### Task requirements
Pick up the Halebopp alpha feature list post right after its last sentence and keep writing it.

### Source passage
"""

Sunday, November 30, 2008

The Great Audio 2.0 Potential Customer Survey With Cream And Cherry On Top

Thank you everybody for your participation. The survey is closed, you find the results here.

Friday, November 28, 2008

Halebopp Alpha Feature List


It is about time to prepare the alpha launch of Halebopp, although there are still a few big features missing. I was asked to reveal which features were going to be included in the alpha release, so first of all, here is a list of major features already implemented, followed by a list of features to come:
  • Zoomable User Interface. Just like Google Maps, your project is arranged on a virtually infinitely large surface that can be panned and zoomed with the mouse, to get from a broad overview to a tiny detail and back in no time.
  • Audio Tracks. Drag samples or longer recordings from your collection into the project and place them on the timeline to make them part of the project. WAV and FLAC formats are currently supported.

"""

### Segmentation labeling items
"""

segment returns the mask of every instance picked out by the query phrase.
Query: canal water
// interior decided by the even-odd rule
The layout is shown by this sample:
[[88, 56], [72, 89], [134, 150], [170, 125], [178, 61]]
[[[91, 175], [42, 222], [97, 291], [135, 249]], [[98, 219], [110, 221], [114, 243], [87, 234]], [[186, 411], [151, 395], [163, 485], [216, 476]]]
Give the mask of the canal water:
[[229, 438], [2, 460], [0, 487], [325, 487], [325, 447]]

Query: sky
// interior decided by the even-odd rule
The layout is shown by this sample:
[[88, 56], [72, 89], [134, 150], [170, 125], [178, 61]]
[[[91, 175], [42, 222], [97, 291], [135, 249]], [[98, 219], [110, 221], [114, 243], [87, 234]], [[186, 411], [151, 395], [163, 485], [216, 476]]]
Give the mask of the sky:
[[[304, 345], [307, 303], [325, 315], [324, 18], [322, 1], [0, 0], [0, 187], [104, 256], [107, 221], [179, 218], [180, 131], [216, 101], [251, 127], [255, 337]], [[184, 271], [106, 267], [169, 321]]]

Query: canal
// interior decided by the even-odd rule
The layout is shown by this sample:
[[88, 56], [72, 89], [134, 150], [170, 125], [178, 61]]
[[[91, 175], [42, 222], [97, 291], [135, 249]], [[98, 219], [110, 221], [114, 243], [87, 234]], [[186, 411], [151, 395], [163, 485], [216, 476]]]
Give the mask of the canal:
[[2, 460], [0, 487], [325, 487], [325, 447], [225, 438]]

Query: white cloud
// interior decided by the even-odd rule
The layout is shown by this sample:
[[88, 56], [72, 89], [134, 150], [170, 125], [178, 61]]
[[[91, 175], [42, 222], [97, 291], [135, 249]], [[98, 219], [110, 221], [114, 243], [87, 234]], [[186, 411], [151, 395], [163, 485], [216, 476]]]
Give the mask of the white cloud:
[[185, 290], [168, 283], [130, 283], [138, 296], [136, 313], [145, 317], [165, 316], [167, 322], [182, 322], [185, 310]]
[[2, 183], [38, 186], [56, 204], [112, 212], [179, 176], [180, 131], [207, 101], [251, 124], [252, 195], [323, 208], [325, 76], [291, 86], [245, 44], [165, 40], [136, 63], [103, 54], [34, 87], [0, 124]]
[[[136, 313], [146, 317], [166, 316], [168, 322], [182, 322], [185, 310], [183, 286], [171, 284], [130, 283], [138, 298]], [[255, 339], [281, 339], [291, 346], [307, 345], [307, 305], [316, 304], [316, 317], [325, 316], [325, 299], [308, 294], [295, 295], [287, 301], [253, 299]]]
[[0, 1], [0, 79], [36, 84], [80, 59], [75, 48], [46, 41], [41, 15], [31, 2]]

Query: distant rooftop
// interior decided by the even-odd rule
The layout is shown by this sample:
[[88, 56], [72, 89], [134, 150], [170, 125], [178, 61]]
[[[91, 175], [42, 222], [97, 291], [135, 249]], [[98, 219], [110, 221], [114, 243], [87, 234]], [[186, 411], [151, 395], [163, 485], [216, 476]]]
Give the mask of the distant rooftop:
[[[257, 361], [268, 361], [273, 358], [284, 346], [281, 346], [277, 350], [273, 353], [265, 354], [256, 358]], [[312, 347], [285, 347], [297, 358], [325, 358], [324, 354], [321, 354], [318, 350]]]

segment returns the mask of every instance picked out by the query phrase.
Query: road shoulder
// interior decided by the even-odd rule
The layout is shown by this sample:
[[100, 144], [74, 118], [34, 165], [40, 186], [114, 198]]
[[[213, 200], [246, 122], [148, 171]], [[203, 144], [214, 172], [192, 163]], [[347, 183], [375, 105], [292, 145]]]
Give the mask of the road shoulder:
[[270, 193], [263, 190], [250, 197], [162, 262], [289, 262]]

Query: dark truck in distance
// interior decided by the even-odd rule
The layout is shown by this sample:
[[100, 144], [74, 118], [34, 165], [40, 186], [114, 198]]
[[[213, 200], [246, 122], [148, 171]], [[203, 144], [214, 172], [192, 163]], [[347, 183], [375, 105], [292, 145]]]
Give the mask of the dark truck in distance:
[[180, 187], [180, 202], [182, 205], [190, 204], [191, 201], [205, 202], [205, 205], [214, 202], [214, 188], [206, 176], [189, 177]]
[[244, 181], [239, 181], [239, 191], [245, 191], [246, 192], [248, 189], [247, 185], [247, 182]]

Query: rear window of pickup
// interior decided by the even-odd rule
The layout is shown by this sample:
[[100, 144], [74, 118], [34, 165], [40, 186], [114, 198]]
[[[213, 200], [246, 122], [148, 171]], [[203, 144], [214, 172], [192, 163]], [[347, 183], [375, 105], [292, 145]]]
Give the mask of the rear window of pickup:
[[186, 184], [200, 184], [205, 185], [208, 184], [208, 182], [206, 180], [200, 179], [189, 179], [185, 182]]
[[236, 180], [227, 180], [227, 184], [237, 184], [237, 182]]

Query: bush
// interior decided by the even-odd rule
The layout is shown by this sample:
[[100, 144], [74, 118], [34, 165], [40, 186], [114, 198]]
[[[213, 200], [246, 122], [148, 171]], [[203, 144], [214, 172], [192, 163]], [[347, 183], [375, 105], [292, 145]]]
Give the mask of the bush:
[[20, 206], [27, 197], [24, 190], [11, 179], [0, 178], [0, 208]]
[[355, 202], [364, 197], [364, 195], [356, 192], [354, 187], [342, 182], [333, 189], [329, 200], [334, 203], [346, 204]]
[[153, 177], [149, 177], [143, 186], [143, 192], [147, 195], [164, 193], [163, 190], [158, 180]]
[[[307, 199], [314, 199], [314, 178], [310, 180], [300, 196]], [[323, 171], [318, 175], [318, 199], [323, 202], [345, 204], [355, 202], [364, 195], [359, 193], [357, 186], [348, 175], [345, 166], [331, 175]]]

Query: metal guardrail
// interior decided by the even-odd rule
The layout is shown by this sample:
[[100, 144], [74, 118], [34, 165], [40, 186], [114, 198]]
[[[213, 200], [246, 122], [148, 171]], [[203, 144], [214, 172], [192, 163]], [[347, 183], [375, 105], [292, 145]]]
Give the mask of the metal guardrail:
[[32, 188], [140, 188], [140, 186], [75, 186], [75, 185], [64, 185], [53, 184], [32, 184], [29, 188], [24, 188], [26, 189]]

"""

### Task result
  • Unlimited Loop Sections. By dragging in the editor, you can define loop sections which trap the playing cursor infinitely. You may add as many loop sections as you require.
  • Sample accuracy. Projects use an internal sample rate of 48kHz, enabling you to place tracks, envelopes and effects with a minimum resolution of about 21µs (microseconds).
  • Tempo Independence. On the top level, Halebopp does not measure speed of music in beats per minutes, but in seconds. This means that segments of different speed also look different in the editor, giving you a better understanding of speed changes.
  • Perfect Persistence. Your project is transparently stored in an SQLite database on disk. Any action that you perform on your project will directly be written to the database. Should Halebopp ever crash, you will not lose hours of work. Neither can you forget to save, as no Save action is required.
  • Transparent offline rendering. A mixdown of the entire project is constantly held in memory, and partially recalculated whenever the project changes. This means that when you are merely auditing your project, there is little to no CPU consumption, allowing you to stack as many tracks and effects as you like, without stuttering or interruptions.
As promised, here are the major features I would like to include before we launch the service:
  • Infinite Persistent Undo. Undo all your actions as far back as you like, even between sessions. Nothing is lost.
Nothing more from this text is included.